**EXERCISE DIRECTIONS**
Copy the data below line for line, without changing anything, and leave the pictures out.
■ ■ ■ ■
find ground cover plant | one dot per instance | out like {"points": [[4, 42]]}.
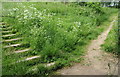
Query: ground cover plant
{"points": [[111, 43], [57, 34]]}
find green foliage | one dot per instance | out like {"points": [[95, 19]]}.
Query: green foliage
{"points": [[57, 32], [111, 43]]}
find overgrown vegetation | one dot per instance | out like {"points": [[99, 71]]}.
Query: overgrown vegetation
{"points": [[111, 43], [57, 32]]}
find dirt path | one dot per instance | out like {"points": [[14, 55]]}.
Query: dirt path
{"points": [[97, 62]]}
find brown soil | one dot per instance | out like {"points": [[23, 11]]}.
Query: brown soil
{"points": [[97, 61]]}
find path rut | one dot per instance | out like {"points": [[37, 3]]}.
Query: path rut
{"points": [[97, 61]]}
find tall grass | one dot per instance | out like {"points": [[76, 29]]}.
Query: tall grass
{"points": [[56, 31]]}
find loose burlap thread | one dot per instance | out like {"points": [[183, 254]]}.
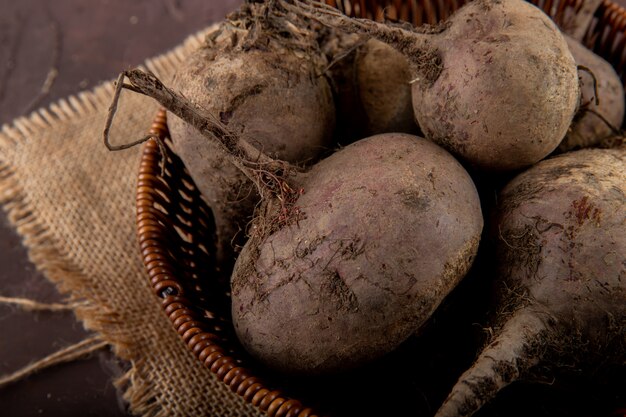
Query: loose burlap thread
{"points": [[73, 203]]}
■ ■ ■ ■
**FULL RESPONSE**
find ground cover plant | one dot per instance | out like {"points": [[4, 42]]}.
Query: ground cover plant
{"points": [[111, 43], [57, 34]]}
find green foliage | one dot per instance | out like {"points": [[95, 19]]}.
Query: green foliage
{"points": [[57, 32], [111, 43]]}
find overgrown vegetation | one dot per instance | out like {"points": [[99, 71]]}.
Query: overgrown vegetation
{"points": [[111, 43], [57, 32]]}
find dirt path | one dot per instance | out like {"points": [[14, 55]]}.
Query: dirt path
{"points": [[97, 62]]}
find brown soil | one dot per instance | out like {"points": [[23, 11]]}.
Query: brown soil
{"points": [[97, 61]]}
find path rut | one dot per instance | out like {"points": [[37, 3]]}.
Query: path rut
{"points": [[97, 61]]}
find tall grass | one dot per instance | out like {"points": [[76, 29]]}.
Query: tall grass
{"points": [[56, 31]]}
find loose burlap thread | one dot per instance | out like {"points": [[183, 254]]}.
Query: loose burlap thread
{"points": [[73, 203]]}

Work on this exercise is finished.